Records from a data collection:
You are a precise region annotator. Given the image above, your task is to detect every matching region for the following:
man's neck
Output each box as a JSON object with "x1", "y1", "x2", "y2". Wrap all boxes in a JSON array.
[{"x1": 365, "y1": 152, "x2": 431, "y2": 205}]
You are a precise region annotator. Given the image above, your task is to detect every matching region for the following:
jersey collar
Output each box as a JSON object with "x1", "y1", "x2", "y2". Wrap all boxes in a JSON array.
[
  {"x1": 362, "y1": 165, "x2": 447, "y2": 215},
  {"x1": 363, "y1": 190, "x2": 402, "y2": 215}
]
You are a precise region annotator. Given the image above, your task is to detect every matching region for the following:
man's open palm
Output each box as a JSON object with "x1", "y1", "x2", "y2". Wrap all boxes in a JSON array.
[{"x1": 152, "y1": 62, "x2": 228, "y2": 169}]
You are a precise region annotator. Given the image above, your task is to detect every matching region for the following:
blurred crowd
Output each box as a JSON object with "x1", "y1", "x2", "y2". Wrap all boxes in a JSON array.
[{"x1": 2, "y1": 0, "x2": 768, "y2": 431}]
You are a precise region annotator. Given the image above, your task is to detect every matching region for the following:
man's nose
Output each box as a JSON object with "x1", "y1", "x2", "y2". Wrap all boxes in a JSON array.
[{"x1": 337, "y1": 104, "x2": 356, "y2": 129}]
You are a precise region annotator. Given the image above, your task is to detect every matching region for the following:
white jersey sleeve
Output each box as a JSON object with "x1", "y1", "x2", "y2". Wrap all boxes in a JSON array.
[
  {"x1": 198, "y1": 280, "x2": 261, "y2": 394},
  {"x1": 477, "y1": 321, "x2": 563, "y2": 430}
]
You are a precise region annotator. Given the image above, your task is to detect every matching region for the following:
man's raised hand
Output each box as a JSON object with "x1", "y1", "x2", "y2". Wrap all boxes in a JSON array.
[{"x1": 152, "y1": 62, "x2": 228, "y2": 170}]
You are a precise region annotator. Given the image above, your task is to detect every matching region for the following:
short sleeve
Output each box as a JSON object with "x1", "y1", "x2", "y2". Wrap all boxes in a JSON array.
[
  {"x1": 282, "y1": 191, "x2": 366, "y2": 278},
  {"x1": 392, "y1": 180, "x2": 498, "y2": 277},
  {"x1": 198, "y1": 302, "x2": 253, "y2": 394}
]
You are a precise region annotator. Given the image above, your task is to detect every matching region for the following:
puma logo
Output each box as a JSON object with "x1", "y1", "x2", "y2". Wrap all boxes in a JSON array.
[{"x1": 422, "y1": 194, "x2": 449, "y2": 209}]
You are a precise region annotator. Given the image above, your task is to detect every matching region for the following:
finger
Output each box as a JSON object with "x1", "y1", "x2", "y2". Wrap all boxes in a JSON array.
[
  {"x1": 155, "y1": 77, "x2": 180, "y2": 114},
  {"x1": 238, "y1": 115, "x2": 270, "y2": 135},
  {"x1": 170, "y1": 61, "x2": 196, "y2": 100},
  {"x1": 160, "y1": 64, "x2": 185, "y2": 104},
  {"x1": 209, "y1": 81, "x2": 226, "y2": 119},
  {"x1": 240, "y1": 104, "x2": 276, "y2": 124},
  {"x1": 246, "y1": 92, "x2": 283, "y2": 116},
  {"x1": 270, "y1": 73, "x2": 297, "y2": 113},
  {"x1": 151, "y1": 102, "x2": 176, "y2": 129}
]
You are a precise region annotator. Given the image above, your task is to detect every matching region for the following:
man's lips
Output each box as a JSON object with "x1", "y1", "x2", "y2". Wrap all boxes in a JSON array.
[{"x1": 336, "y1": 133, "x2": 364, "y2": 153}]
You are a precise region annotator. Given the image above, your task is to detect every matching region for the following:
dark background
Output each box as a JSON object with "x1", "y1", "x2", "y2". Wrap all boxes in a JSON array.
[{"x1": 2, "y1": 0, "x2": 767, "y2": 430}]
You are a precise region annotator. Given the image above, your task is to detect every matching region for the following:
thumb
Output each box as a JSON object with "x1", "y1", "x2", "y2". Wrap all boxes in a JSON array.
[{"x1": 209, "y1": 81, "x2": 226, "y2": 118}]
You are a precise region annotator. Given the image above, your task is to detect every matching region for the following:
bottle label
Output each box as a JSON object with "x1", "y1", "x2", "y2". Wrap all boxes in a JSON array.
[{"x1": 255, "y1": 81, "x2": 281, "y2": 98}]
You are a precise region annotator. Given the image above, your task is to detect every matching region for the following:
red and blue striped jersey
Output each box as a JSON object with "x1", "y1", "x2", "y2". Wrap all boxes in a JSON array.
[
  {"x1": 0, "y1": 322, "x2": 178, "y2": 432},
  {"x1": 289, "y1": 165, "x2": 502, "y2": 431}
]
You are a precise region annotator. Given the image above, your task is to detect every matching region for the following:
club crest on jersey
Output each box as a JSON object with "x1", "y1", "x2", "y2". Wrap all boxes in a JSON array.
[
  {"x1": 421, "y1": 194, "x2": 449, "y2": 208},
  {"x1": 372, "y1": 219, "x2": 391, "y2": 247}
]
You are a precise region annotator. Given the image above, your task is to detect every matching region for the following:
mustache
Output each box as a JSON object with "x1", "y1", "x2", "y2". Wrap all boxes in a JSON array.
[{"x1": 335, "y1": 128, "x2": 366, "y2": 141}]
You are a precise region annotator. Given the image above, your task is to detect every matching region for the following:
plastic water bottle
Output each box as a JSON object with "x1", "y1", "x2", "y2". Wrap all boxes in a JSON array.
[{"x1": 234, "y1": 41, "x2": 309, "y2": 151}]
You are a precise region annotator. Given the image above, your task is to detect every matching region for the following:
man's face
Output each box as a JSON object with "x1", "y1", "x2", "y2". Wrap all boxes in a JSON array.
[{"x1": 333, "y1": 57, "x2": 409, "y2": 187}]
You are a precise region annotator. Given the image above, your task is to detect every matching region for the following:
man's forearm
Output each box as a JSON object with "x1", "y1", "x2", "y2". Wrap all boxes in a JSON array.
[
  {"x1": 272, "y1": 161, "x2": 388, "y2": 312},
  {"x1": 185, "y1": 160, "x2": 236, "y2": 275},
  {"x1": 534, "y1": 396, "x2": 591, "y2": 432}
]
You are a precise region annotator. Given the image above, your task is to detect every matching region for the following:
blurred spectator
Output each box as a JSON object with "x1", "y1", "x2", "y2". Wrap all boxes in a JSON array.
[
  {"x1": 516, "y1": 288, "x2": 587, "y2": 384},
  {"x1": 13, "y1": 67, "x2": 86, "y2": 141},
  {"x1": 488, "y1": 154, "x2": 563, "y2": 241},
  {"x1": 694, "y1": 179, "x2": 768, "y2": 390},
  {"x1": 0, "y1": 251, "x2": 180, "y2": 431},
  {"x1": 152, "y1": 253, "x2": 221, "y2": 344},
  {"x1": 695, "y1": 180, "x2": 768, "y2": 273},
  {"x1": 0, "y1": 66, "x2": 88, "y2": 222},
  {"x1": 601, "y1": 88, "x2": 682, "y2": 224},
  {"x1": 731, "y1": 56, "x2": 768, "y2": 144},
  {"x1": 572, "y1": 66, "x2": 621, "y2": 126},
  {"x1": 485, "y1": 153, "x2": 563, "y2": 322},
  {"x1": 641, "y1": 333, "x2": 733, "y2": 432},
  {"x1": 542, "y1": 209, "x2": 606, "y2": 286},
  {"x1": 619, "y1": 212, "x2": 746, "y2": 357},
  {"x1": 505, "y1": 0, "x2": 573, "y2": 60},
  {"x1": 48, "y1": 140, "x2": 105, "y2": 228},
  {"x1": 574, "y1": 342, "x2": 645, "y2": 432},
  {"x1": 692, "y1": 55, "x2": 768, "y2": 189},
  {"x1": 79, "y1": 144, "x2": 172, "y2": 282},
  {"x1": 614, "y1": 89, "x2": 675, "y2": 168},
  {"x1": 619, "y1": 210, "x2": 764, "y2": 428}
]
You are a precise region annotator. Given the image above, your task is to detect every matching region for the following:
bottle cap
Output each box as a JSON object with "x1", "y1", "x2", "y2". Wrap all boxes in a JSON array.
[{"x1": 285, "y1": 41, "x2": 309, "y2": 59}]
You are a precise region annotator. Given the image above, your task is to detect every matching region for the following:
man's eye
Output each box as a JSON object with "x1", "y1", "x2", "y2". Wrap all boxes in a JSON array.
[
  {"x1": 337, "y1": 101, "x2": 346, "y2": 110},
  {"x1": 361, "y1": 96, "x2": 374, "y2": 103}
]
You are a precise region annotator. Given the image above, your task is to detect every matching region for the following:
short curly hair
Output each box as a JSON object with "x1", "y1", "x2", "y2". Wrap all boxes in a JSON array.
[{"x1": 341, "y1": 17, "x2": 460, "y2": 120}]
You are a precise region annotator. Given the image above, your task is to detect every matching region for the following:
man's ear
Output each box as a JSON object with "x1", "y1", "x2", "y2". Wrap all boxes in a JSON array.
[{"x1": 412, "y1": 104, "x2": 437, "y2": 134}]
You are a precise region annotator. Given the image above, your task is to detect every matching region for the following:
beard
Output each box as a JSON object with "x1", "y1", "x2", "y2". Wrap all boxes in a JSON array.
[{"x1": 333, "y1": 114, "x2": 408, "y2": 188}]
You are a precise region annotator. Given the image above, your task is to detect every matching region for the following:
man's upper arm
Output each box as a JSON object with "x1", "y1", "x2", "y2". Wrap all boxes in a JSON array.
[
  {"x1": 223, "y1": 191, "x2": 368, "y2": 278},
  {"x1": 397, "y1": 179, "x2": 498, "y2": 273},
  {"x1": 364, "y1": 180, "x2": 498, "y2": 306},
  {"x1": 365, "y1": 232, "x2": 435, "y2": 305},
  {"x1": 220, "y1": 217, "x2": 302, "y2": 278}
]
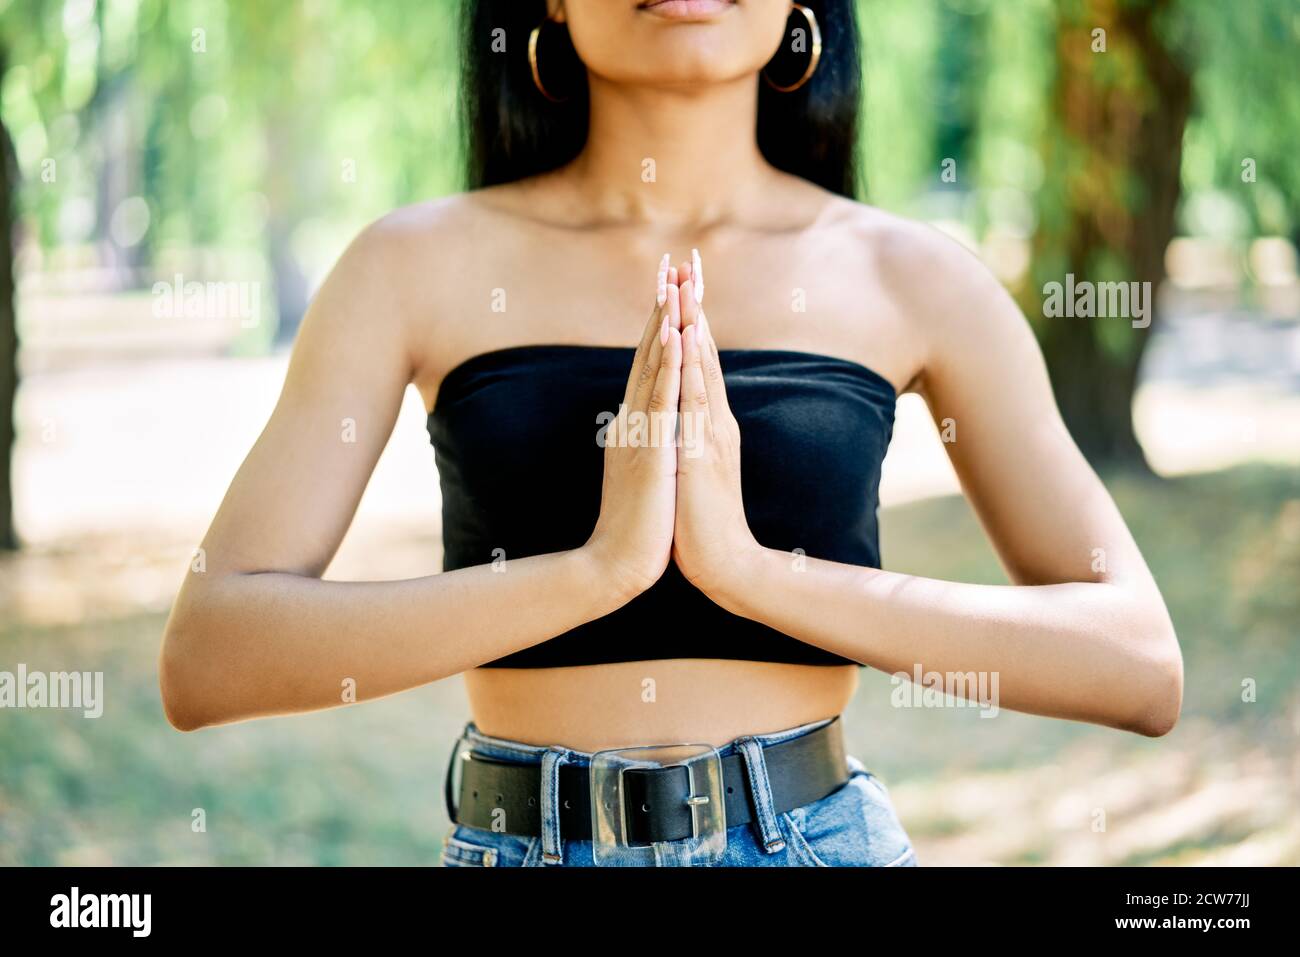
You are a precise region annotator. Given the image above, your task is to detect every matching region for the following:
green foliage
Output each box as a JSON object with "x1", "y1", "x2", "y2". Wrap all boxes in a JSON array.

* **Activity**:
Find the word "jersey" in the entries and show each line where it is found.

* **The completed task**:
jersey collar
white jersey sleeve
red and blue striped jersey
club crest on jersey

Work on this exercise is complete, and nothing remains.